>> BEGIN Given data

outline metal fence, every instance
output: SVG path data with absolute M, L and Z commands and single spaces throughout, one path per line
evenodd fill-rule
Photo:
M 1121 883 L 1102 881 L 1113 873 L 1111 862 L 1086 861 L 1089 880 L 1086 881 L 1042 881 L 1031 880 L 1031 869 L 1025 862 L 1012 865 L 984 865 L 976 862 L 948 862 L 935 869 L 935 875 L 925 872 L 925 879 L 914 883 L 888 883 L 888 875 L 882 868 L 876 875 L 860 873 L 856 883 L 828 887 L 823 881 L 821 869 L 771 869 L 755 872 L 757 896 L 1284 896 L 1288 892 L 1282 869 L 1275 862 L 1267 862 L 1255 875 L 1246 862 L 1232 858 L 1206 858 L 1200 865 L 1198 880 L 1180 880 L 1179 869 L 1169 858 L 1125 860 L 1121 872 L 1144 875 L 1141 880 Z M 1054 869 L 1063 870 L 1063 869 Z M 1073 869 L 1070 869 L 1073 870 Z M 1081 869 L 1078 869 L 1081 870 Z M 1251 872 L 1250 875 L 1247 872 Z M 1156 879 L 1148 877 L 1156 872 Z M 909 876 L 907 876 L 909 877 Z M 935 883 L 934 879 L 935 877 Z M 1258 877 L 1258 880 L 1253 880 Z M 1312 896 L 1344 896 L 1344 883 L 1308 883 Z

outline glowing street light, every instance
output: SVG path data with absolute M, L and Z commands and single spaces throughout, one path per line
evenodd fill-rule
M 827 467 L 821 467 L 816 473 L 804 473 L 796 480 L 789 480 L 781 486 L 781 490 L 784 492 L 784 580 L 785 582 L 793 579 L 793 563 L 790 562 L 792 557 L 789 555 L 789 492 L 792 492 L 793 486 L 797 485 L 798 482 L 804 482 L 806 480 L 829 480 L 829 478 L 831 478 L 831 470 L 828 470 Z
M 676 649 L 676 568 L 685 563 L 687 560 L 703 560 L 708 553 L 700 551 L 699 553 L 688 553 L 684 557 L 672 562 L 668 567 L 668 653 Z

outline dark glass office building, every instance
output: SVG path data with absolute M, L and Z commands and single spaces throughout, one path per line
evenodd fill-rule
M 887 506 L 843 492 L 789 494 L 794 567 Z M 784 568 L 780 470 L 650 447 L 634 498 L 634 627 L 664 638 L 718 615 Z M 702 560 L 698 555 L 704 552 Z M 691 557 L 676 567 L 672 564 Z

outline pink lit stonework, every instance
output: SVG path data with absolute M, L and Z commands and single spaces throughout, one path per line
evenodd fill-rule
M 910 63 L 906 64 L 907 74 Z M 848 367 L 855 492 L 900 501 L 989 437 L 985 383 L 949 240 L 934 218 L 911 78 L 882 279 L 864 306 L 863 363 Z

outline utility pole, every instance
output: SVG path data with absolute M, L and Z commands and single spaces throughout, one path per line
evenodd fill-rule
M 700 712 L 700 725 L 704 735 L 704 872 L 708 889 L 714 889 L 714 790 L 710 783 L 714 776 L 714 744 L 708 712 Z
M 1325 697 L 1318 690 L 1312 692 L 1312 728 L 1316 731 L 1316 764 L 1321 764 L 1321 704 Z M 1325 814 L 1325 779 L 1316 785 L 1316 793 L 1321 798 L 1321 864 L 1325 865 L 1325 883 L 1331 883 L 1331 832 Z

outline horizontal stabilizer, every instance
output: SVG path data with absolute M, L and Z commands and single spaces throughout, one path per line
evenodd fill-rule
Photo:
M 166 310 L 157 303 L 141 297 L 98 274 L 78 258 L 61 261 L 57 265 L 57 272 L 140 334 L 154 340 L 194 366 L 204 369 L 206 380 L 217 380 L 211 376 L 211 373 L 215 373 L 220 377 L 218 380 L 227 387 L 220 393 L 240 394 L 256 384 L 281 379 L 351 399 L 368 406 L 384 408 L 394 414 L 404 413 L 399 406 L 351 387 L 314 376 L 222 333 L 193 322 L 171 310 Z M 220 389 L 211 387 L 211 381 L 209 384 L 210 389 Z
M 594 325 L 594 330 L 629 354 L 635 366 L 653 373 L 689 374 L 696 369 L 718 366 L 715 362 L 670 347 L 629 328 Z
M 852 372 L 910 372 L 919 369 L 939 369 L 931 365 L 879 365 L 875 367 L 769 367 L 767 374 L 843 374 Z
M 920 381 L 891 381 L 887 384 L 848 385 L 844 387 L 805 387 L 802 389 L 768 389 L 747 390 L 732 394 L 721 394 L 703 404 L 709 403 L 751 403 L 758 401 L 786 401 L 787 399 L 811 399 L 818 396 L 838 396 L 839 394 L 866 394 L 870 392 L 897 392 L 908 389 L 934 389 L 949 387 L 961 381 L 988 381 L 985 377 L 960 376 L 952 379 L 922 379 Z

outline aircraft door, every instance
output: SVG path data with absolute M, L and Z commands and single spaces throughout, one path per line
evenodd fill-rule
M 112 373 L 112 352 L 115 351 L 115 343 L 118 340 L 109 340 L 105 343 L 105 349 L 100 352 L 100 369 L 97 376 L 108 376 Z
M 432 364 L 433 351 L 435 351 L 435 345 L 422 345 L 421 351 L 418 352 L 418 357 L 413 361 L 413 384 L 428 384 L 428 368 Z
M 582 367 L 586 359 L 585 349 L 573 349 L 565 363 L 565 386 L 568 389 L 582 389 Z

>> END Given data

## Problem details
Output all of these records again, line for line and unchanged.

## Task result
outline metal fence, every instance
output: SVG path data with absolute M, L and Z commands and single spaces throughout, one path per line
evenodd fill-rule
Photo:
M 1121 883 L 1102 881 L 1113 873 L 1111 862 L 1086 861 L 1089 880 L 1086 881 L 1042 881 L 1031 880 L 1031 869 L 1025 862 L 1012 865 L 984 865 L 976 862 L 948 862 L 935 869 L 935 875 L 925 872 L 925 879 L 914 883 L 888 883 L 888 875 L 882 868 L 876 875 L 860 873 L 856 883 L 828 887 L 823 881 L 821 869 L 771 869 L 755 872 L 757 896 L 1284 896 L 1288 892 L 1282 869 L 1275 862 L 1267 862 L 1255 875 L 1246 862 L 1232 858 L 1206 858 L 1200 865 L 1198 880 L 1180 880 L 1179 869 L 1169 858 L 1125 860 L 1121 872 L 1144 875 L 1141 880 Z M 1054 869 L 1063 870 L 1063 869 Z M 1073 869 L 1070 869 L 1073 870 Z M 1081 869 L 1078 869 L 1081 870 Z M 1251 872 L 1250 875 L 1247 872 Z M 1156 879 L 1148 877 L 1156 872 Z M 909 876 L 907 876 L 909 877 Z M 935 883 L 934 879 L 935 877 Z M 1258 877 L 1258 880 L 1253 880 Z M 1312 896 L 1344 896 L 1344 883 L 1308 883 Z

outline glowing street light, every instance
output: SVG path data with absolute M, L and Z commands and single spaces throughout, one path per line
evenodd fill-rule
M 827 467 L 821 467 L 816 473 L 804 473 L 796 480 L 789 480 L 781 486 L 781 490 L 784 492 L 784 580 L 785 582 L 793 579 L 793 563 L 790 562 L 792 557 L 789 555 L 789 492 L 792 492 L 793 486 L 797 485 L 798 482 L 804 482 L 806 480 L 829 480 L 829 478 L 831 478 L 831 470 L 828 470 Z
M 676 649 L 676 568 L 685 563 L 687 560 L 703 560 L 708 553 L 700 551 L 699 553 L 688 553 L 684 557 L 672 562 L 668 567 L 668 653 Z

outline dark glass office building, every instance
output: SVG path data with absolute M, L and Z commands and single spaces throughout, one path per line
evenodd fill-rule
M 887 506 L 843 492 L 789 494 L 794 567 Z M 784 568 L 780 470 L 650 447 L 634 498 L 634 627 L 664 638 L 718 615 Z M 702 560 L 698 555 L 704 552 Z M 691 557 L 676 567 L 672 564 Z

outline pink lit stonework, every instance
output: SVG path data with absolute M, L and Z commands and single spaces throughout, one path per line
evenodd fill-rule
M 910 63 L 906 64 L 907 74 Z M 848 367 L 855 492 L 900 501 L 989 437 L 985 383 L 949 240 L 934 218 L 911 78 L 882 279 L 864 306 L 863 363 Z

outline utility pole, every instance
output: SVG path data with absolute M, L and Z commands and single spaces throughout, one path per line
evenodd fill-rule
M 700 712 L 700 725 L 704 735 L 704 872 L 708 889 L 714 889 L 714 790 L 710 783 L 714 776 L 714 744 L 708 712 Z
M 1325 697 L 1318 690 L 1312 692 L 1312 728 L 1316 731 L 1316 764 L 1321 764 L 1321 704 Z M 1325 814 L 1325 779 L 1316 785 L 1316 793 L 1321 798 L 1321 864 L 1325 865 L 1325 883 L 1331 883 L 1331 832 Z

outline horizontal stabilizer, every instance
output: SVG path data with absolute M, L and Z commands and single spaces throughout, one path per line
evenodd fill-rule
Photo:
M 166 310 L 157 303 L 141 297 L 98 274 L 78 258 L 61 261 L 57 265 L 57 272 L 140 334 L 154 340 L 194 366 L 204 369 L 206 380 L 217 380 L 211 376 L 211 373 L 215 373 L 220 377 L 218 380 L 227 387 L 220 393 L 240 394 L 256 384 L 281 379 L 351 399 L 368 406 L 384 408 L 394 414 L 404 413 L 399 406 L 351 387 L 314 376 L 222 333 L 193 322 L 171 310 Z M 220 389 L 211 387 L 211 381 L 209 384 L 210 389 Z
M 594 325 L 594 330 L 629 354 L 635 366 L 653 373 L 689 374 L 696 369 L 718 366 L 715 362 L 670 347 L 629 328 Z
M 852 372 L 910 372 L 919 369 L 939 369 L 931 365 L 879 365 L 875 367 L 769 367 L 767 374 L 843 374 Z
M 920 381 L 891 381 L 887 384 L 848 385 L 844 387 L 805 387 L 802 389 L 768 389 L 747 390 L 732 394 L 721 394 L 703 404 L 709 403 L 751 403 L 758 401 L 786 401 L 787 399 L 811 399 L 818 396 L 838 396 L 839 394 L 866 394 L 870 392 L 897 392 L 908 389 L 934 389 L 949 387 L 961 381 L 988 381 L 985 377 L 960 376 L 952 379 L 922 379 Z

outline aircraft door, every instance
output: SVG path data with absolute M, L and Z commands and single spaces throughout, one path per line
evenodd fill-rule
M 112 373 L 112 352 L 115 351 L 115 343 L 118 340 L 109 340 L 105 343 L 105 349 L 100 352 L 100 369 L 97 376 L 108 376 Z
M 432 364 L 433 351 L 435 351 L 435 345 L 422 345 L 421 351 L 418 352 L 418 357 L 413 361 L 413 384 L 428 384 L 428 368 Z
M 582 367 L 586 359 L 585 349 L 573 349 L 565 363 L 565 386 L 568 389 L 582 389 Z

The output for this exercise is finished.